- [WHAT IS BEING ASKED]: In your copy, include every line of the listing below exactly but none of the pictures.

Pointing and labeling entries

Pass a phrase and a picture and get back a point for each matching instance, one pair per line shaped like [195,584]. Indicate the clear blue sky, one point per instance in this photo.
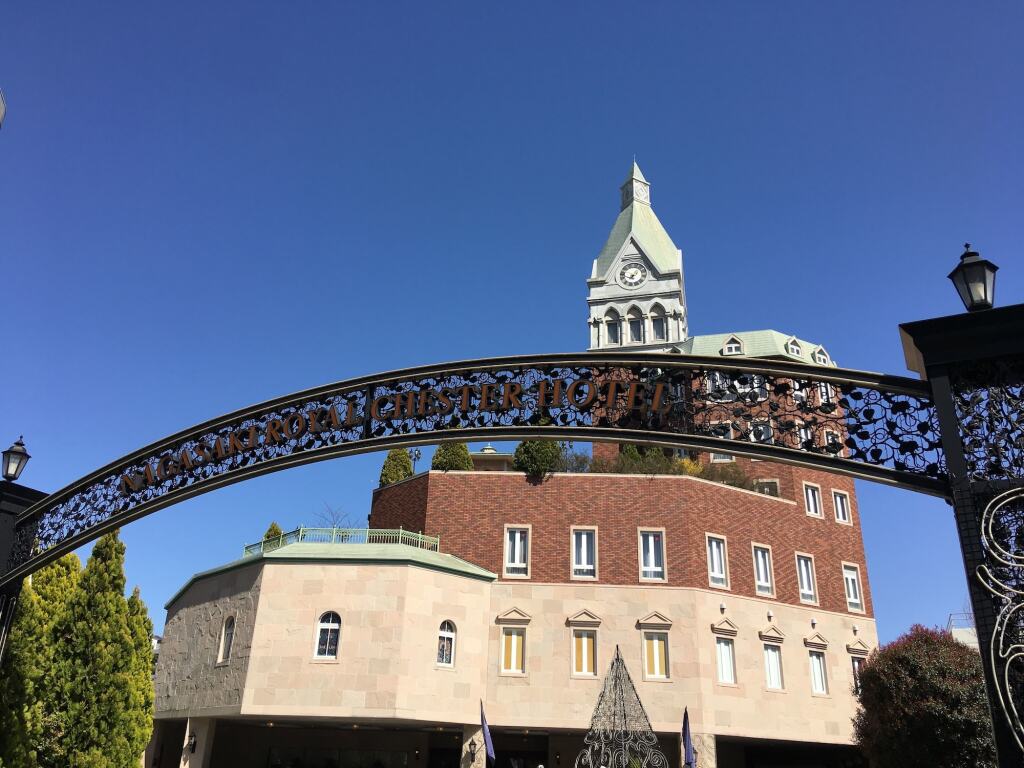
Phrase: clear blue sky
[205,205]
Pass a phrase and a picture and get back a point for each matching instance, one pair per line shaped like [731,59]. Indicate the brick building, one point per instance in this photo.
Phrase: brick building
[376,648]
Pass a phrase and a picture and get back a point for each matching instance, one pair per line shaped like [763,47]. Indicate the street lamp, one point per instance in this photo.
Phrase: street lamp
[975,280]
[14,460]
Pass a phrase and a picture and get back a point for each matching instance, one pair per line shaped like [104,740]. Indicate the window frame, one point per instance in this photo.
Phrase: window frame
[513,631]
[807,507]
[653,677]
[454,635]
[814,580]
[709,538]
[572,563]
[855,567]
[664,579]
[318,627]
[528,527]
[849,508]
[755,546]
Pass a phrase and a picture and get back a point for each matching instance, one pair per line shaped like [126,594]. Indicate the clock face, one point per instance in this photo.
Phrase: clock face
[632,275]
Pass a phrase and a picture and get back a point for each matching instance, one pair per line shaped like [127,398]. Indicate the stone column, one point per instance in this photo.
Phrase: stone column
[474,734]
[203,729]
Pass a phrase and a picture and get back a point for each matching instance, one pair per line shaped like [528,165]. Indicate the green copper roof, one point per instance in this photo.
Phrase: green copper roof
[638,220]
[381,554]
[755,344]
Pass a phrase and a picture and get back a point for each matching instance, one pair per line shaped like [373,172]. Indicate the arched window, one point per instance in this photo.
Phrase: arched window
[226,638]
[658,325]
[635,322]
[611,325]
[445,644]
[328,632]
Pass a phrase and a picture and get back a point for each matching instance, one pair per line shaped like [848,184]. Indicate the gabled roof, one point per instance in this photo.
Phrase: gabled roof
[638,221]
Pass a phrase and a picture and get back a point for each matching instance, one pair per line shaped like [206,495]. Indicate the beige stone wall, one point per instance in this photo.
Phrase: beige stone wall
[548,696]
[188,679]
[386,669]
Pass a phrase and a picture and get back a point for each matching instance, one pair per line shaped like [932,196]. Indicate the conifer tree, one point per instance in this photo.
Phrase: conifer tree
[451,456]
[397,466]
[95,656]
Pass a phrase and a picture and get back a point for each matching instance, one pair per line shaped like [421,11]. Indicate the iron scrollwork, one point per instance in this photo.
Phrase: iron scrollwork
[859,424]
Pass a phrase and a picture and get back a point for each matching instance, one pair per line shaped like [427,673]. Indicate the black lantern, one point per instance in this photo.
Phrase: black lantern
[14,460]
[975,280]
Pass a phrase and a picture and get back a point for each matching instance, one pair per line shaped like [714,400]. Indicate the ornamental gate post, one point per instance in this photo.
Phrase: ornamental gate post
[975,366]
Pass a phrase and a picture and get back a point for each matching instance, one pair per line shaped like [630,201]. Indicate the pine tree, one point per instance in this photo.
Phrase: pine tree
[451,456]
[140,714]
[95,653]
[397,466]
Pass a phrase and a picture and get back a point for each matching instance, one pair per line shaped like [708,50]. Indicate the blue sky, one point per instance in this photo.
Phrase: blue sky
[203,206]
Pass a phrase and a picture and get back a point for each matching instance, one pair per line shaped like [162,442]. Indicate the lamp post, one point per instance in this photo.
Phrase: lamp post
[974,363]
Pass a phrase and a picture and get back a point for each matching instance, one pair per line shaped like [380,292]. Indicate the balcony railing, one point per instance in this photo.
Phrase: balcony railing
[344,536]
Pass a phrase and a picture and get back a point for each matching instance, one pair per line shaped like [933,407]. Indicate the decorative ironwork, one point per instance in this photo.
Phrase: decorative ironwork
[1003,576]
[860,424]
[989,400]
[620,734]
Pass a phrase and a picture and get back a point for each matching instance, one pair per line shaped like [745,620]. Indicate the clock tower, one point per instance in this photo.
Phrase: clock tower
[635,291]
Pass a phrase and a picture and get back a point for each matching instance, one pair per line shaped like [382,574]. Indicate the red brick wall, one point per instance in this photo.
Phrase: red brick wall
[469,510]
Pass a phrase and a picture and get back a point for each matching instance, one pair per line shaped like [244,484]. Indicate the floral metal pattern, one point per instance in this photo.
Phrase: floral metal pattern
[845,421]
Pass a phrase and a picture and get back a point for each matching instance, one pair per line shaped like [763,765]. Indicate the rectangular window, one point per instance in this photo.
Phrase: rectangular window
[858,665]
[584,652]
[517,552]
[717,567]
[812,500]
[513,657]
[773,667]
[763,581]
[819,678]
[805,573]
[851,579]
[652,555]
[655,654]
[726,660]
[585,553]
[842,503]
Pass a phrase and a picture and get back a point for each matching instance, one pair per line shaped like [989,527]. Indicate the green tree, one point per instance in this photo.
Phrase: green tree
[537,458]
[923,704]
[95,653]
[397,466]
[451,456]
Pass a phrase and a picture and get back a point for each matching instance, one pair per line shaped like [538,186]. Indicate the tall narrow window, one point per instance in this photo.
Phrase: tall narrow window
[513,656]
[445,644]
[812,500]
[717,573]
[655,654]
[773,667]
[842,503]
[585,553]
[858,665]
[517,552]
[851,579]
[726,660]
[651,555]
[226,638]
[763,581]
[805,573]
[819,678]
[328,633]
[584,652]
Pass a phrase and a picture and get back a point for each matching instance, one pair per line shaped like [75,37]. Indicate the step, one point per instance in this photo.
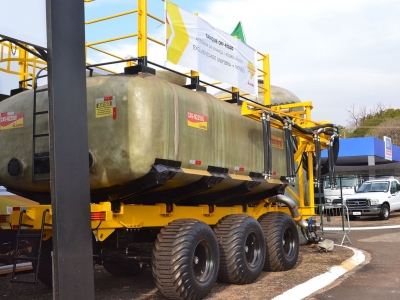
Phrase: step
[40,135]
[28,235]
[25,258]
[42,112]
[22,281]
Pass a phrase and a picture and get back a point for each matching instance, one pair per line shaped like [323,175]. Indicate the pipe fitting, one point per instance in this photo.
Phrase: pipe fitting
[292,207]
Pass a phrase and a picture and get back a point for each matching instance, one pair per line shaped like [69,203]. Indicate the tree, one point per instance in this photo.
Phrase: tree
[363,122]
[390,128]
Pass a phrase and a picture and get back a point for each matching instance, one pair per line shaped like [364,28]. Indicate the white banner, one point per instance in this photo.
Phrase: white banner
[193,43]
[24,20]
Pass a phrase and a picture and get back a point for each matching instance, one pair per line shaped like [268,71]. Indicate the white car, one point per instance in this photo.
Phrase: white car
[374,197]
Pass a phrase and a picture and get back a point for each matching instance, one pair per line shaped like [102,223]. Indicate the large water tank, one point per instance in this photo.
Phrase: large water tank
[136,121]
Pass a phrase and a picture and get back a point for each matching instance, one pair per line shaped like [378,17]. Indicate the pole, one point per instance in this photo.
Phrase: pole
[70,192]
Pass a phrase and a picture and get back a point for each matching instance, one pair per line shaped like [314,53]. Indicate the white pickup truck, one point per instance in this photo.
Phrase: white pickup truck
[374,197]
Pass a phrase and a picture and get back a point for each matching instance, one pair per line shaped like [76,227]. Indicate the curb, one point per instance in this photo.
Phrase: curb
[311,286]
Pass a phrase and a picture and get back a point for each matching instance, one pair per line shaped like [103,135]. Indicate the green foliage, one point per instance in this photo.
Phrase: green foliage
[373,121]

- [OUTPUT]:
Pass a phrase and a picture and get back a point for each matching instance, one pair per line shaped like [195,584]. Indicate the clear blue sky, one point per instance in this photo.
Phrase: clear blue sky
[205,205]
Pass a phrase and a picture and get back a point for each matching instance, one pair per line shaped like [731,59]. Indicate the brick building, one point per instance in this photo.
Phrase: brick building
[376,648]
Pass a phrase and a picture and get back a point for each matching instance, one pair per line shaped like [763,47]. Indicate the street lamp, one point per instance in this photo.
Phrase: street lamp
[975,280]
[14,460]
Pass a phrase and a picture and get back a point for each matching instance, one pair per line shaped like [104,740]. Indicate the window frame, one point per instance in this photo.
Phrase: window frame
[513,631]
[807,507]
[653,677]
[454,635]
[814,580]
[709,538]
[572,563]
[855,567]
[664,579]
[318,627]
[528,527]
[849,508]
[755,546]
Pass a phrase and a picture and get back a point for each matching instance, one pair per line shaped like [126,594]. Indicate the clock face, one point per instance in this photo.
Phrase: clock face
[632,275]
Pass a phrase and a picture and get back a point for each matching instance, one pair per line shaped like [127,398]. Indicate the stone column, one point per instance in this photo.
Phrase: stone column
[474,734]
[203,729]
Pass a phrase and a picture and get back a point for each matching instance, one pair per line shaped like [528,165]. Indicate the green copper roof, one point per instance in this photo.
Phrase: green copper roof
[638,220]
[381,554]
[755,344]
Pass a phrase and a picture and get back a point for each matching instance, one pair per line shaped like [373,172]. Indicate the arched window, one point per instance in this photo.
Phrase: arched window
[226,638]
[658,325]
[635,322]
[611,325]
[445,644]
[328,632]
Pass a phrase and a picture and get back a point for each matching instance, one pair per line shaped like [848,184]. Indicate the gabled roof, one point per instance in this photo.
Phrase: gabled roof
[638,221]
Pass a phrase and a picture and get back a point for each matching instance, one pair per line shaped like [206,495]. Indicate the beige stone wall, one point per instance in this photo.
Phrase: beige stone wall
[548,696]
[188,679]
[386,669]
Pass a phrase and a picture and get back a point for each matching instance, one pair per line shaped like [932,196]. Indicate the conifer tree, one point per instance in this photo.
Phrase: conifer tree
[451,456]
[397,466]
[95,656]
Pass a phrase and a picture and get back a point for each matching instance, one pair per line shaped like [421,11]. Indicate the iron scrollwork, one point per instance in this photo.
Phrase: iron scrollwork
[859,424]
Pass a phrase and a picture and get back a point for each matching instance, one pair per line shaped like [427,673]. Indicate the black lantern, one point per instance in this photo.
Phrase: black lantern
[14,460]
[975,280]
Pass a phrase and a picture and get back a point for each matching instance, one pair per line shaped like [714,400]. Indicate the ornamental gate post, one point per instance in this photo.
Phrase: ornamental gate post
[975,366]
Pass a phrase and a picture and get back a point for each matching instance, one pair per line shaped like [630,201]. Indicate the pine tree, one point per instance in this photo.
Phrase: pine tree
[451,456]
[140,714]
[95,653]
[397,466]
Pass a phrase and a picture and get back a point for each matching instance, one pair per line shaped like [708,50]. Indicate the blue sky, one point per instance in this photo.
Phrase: blue sky
[203,206]
Pass a phrase and a picture and get back a point for each matching instance, one pair per line shaped like [162,442]. Indicate the lamp post, one point per instance in this photo.
Phrase: lamp post
[974,363]
Pass a phrase and a picture and get back a point for each matching instance, one pair per line shaped like [380,292]. Indicate the balcony railing, one point per instance in this photo.
Phrase: balcony railing
[344,536]
Pass a phrase and a picture and get back a point for each matching instance, one pair per line shaped like [933,407]. Indicate the decorative ironwork, one point per instance in this photo.
Phrase: decorative ironwork
[1003,576]
[860,424]
[989,400]
[620,734]
Pass a phrase and a picture and get back a point for each matching instance, one pair per line shaped like [745,620]. Indicate the clock tower, one point per instance in this photo.
Phrase: clock tower
[635,291]
Pass a phrase and a picture and get back a point for each matching instance, one pair per line shaped like [382,574]. Indicate the red brick wall, one point per instance in this photo.
Phrase: red brick wall
[469,510]
Pass a phrase and a picture and get back a point for each matching instance, one pair per line shaped like [244,484]. Indicate the floral metal pattern, one point per instance in this photo.
Phrase: floral metal pattern
[845,421]
Pass a phrase and a picture and get back a point for each matching instance, one pair per line shaped like [763,765]. Indicate the rectangular window, one point per instance in this photo.
Phrase: rectangular window
[858,665]
[584,652]
[517,552]
[717,567]
[812,500]
[513,657]
[773,667]
[763,581]
[819,678]
[805,573]
[851,579]
[652,555]
[655,654]
[726,660]
[585,553]
[842,503]
Pass a phrase and a picture and get back a point for each matching instance, one pair per line shaped like [989,527]. Indicate the green tree, one point per instance in this photo.
Phrase: green tree
[537,458]
[923,704]
[95,653]
[397,466]
[451,456]
Pass a phrase and a picture and get back a point for each matching instance, one pair per line shaped like [538,186]. Indicate the tall narrow window, one point per instance in this photo.
Phrase: tall narrow window
[513,656]
[445,644]
[812,500]
[717,573]
[655,654]
[773,667]
[842,503]
[585,553]
[858,665]
[517,552]
[851,579]
[726,660]
[651,555]
[226,638]
[763,581]
[805,573]
[819,678]
[328,633]
[584,652]
Pass a phrase and a picture and get back a point for each matching instance, one pair per line shaped like [75,37]. Indicate the step, one point per instance in this photo.
Phrase: step
[40,135]
[28,235]
[25,258]
[42,112]
[22,281]
Pass a phrase and a picture and get back a point for each matching instance, one pair per line shaped like [323,175]. Indicate the pipe fitting, one point per instance in this photo.
Phrase: pipe fitting
[292,207]
Pass a phrase and a picture and get back a point for each matching instance, one pair per line shaped like [69,203]. Indicate the tree, one point per instance in this photo.
Phrase: tree
[363,122]
[390,128]
Pass a phrase and a picture and get back a point for each matching instance, one pair per line shaped like [364,28]. Indicate the white banner, one point per instance in this photo.
Phrase: white banner
[193,43]
[24,20]
Pass a phrase and a picture and get back a point for each matching instance, one pair per line shaped like [268,71]. Indicate the white car, one point per instance in this photo.
Phrase: white car
[374,197]
Pass a phrase and a picture and get back a point for each matching instance, one pair per line shaped like [102,223]. Indicate the large water tank, one point per instance in this photo.
Phrase: large water tank
[136,121]
Pass a phrase and a picture and get back a point for each matching instance, one pair per line shaped like [378,17]. Indicate the pole, one point per instance in this photo.
Phrase: pole
[70,192]
Pass a phrase and a picture and get back a point for each matching instance, one pair per line shaped like [314,53]. Indicate the white pickup truck, one point per instance in this photo.
Phrase: white pickup truck
[374,197]
Pass a phrase and a picture and get back a point for each matching instance, one pair per line shaped like [76,227]. Indicate the curb, one point per instance in this photo.
Phrase: curb
[311,286]
Pass a phrase and a picture and get back a point for each matching instance, one pair per line shaped like [103,135]. Indicate the green foliage, one point per instance in this photo.
Phrase: green foliage
[373,121]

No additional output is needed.